Aujourd’hui, tu publies des inédits que tu as récoltés depuis plusieurs années avec Petites morts et autres fragments du chaos ?
TL :Pas tout à fait. Video Clip est sorti en 1984 et c’était déjà un recueil d’histoires courtes. Maintenant, on l’a réédité mais en rajoutant toutes les histoires que j’ai faites après. Il n’y en a pas beaucoup mais il y en a quand même un peu. On a tout mis dedans : même les essais que j’ai faits au début ou les études que je faisais pour moi. Dès qu’il y avait une séquence, on l’a mis là-dessus. Je suis content car c’est un beau bouquin. De toute façon, je ne crois pas que je vais encore faire plusieurs BD. Ce n’est pas que je déteste ça, au contraire, mais je préfère faire ce que je suis en train de faire maintenant.
══════
*CONSIGNES DE TRAVAIL*:
A. Recopiez mot pour mot le passage de l'entretien qui va de « TL :Pas tout » à « de faire maintenant. ».
B. Relevez toutes les lignes des entrées qui contiennent le mot « POLYGON », en tenant compte de la casse.
══════
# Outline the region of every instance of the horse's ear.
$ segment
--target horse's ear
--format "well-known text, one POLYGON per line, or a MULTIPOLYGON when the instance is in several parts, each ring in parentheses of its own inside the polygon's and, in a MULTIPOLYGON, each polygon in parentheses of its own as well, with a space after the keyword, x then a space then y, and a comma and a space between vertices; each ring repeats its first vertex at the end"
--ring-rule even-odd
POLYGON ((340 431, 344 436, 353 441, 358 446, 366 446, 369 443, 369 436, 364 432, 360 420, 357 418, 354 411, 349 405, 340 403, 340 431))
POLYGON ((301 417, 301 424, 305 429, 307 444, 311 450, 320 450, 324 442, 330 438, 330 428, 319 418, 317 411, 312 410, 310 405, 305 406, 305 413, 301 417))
══════
*RÉSULTATS DE L'EXERCICE*:
A.
TL :Pas tout à fait. Video Clip est sorti en 1984 et c’était déjà un recueil d’histoires courtes. Maintenant, on l’a réédité mais en rajoutant toutes les histoires que j’ai faites après. Il n’y en a pas beaucoup mais il y en a quand même un peu. On a tout mis dedans : même les essais que j’ai faits au début ou les études que je faisais pour moi. Dès qu’il y avait une séquence, on l’a mis là-dessus. Je suis content car c’est un beau bouquin. De toute façon, je ne crois pas que je vais encore faire plusieurs BD. Ce n’est pas que je déteste ça, au contraire, mais je préfère faire ce que je suis en train de faire maintenant.

B.
--format "well-known text, one POLYGON per line, or a MULTIPOLYGON when the instance is in several parts, each ring in parentheses of its own inside the polygon's and, in a MULTIPOLYGON, each polygon in parentheses of its own as well, with a space after the keyword, x then a space then y, and a comma and a space between vertices; each ring repeats its first vertex at the end"
POLYGON ((340 431, 344 436, 353 441, 358 446, 366 446, 369 443, 369 436, 364 432, 360 420, 357 418, 354 411, 349 405, 340 403, 340 431))
POLYGON ((301 417, 301 424, 305 429, 307 444, 311 450, 320 450, 324 442, 330 438, 330 428, 319 418, 317 411, 312 410, 310 405, 305 406, 305 413, 301 417))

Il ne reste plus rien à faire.